Task details:
List every line of the listing below that contains the string "boat", copying each line in full. The match is case-sensitive.
**** Dataset rows ****
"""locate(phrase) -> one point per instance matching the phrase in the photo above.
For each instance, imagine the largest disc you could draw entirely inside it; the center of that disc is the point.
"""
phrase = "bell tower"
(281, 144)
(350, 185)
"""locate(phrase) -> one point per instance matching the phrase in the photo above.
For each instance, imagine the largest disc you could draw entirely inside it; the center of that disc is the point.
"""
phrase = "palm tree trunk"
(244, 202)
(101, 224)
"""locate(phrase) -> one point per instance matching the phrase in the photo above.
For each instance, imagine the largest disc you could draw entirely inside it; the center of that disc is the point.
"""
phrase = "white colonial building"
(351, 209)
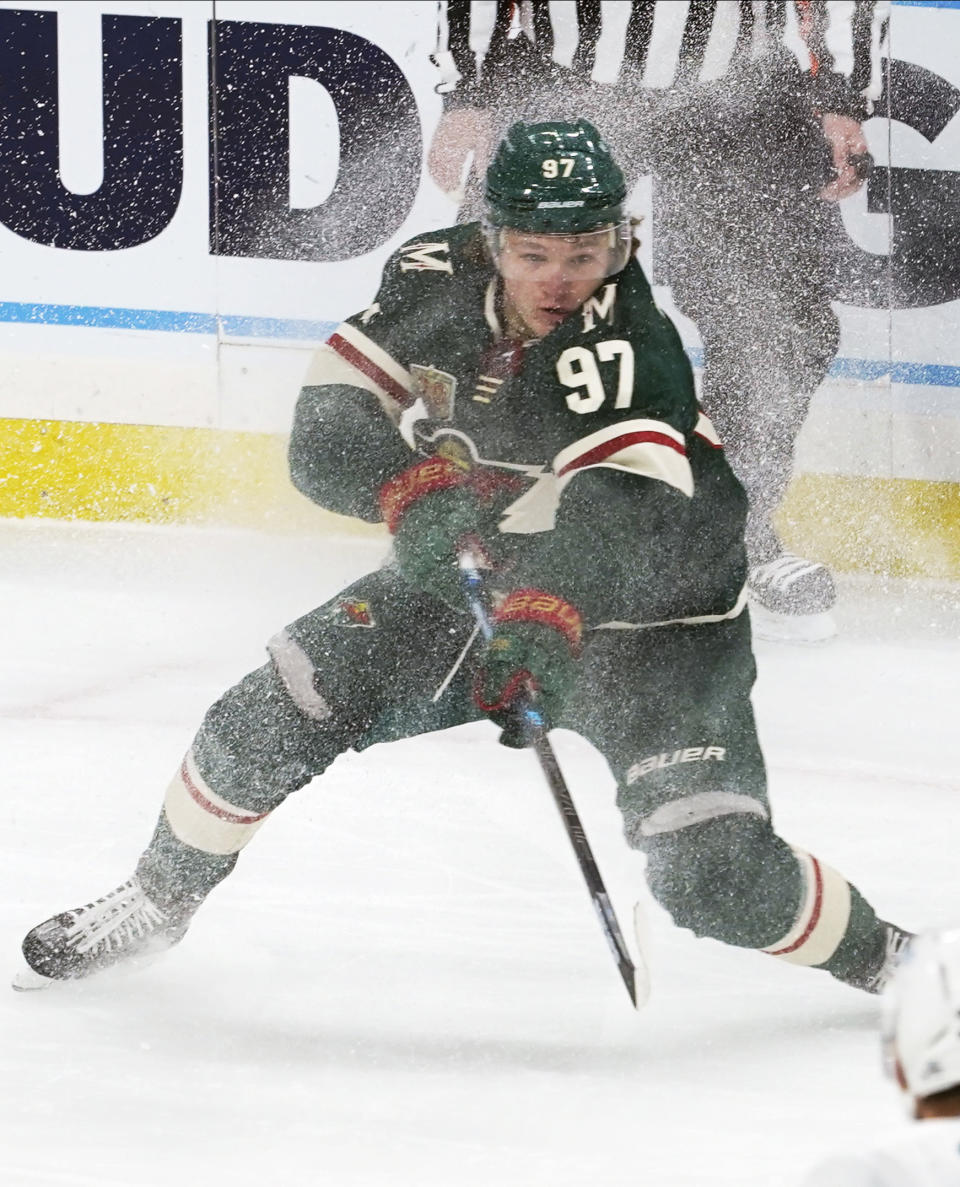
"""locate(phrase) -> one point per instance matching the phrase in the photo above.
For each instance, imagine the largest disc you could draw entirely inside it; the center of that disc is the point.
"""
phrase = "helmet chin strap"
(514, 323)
****
**** Dataset rows ****
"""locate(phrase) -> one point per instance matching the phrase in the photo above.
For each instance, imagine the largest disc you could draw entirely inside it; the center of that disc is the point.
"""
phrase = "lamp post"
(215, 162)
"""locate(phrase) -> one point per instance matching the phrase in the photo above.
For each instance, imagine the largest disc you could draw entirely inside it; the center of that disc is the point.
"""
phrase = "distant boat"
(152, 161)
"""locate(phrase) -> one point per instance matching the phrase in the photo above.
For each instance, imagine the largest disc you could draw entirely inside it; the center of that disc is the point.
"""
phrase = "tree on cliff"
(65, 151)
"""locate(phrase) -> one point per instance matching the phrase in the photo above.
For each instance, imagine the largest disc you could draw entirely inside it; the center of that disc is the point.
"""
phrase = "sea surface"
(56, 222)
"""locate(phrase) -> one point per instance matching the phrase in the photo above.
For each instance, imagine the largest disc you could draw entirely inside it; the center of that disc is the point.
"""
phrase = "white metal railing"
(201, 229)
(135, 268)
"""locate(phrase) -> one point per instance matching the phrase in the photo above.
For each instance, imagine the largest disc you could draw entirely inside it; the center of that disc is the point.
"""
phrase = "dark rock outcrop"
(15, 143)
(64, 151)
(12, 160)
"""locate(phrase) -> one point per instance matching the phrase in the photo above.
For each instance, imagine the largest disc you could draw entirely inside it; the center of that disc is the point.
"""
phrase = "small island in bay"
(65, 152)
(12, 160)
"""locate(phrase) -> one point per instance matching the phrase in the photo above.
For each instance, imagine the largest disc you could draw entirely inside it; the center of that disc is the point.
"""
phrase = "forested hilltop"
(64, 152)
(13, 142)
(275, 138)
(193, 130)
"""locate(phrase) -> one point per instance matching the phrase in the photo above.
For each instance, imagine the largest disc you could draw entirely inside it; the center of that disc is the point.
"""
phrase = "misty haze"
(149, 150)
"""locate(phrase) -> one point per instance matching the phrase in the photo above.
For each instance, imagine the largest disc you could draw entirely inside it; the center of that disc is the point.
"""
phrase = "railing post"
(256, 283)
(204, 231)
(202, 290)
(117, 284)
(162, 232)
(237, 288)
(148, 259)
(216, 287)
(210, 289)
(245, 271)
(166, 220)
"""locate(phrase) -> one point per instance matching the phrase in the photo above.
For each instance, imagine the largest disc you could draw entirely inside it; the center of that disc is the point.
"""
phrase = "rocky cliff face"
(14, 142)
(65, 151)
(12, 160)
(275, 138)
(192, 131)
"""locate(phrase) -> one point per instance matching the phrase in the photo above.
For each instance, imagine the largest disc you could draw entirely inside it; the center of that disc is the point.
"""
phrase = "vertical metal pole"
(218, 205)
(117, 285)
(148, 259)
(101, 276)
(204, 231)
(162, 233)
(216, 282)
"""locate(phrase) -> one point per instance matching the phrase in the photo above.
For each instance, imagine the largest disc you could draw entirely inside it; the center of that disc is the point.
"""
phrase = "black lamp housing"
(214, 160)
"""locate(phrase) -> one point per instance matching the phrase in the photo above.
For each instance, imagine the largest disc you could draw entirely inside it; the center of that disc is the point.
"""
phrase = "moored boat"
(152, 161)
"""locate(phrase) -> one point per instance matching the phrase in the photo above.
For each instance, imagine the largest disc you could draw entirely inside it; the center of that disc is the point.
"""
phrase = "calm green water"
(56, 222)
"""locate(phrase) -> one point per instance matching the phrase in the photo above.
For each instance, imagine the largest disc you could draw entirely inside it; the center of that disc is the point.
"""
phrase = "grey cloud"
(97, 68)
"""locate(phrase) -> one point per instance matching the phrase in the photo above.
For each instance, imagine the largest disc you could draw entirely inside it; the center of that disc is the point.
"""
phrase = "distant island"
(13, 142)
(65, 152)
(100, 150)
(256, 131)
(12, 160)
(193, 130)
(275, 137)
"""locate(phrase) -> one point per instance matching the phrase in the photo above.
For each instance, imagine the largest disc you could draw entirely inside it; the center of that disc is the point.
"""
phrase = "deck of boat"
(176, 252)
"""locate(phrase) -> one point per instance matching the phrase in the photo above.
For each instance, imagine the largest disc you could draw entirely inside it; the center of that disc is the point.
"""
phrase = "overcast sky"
****
Result below:
phrase = "distant boat"
phrase = "moored boat"
phrase = "deck of boat"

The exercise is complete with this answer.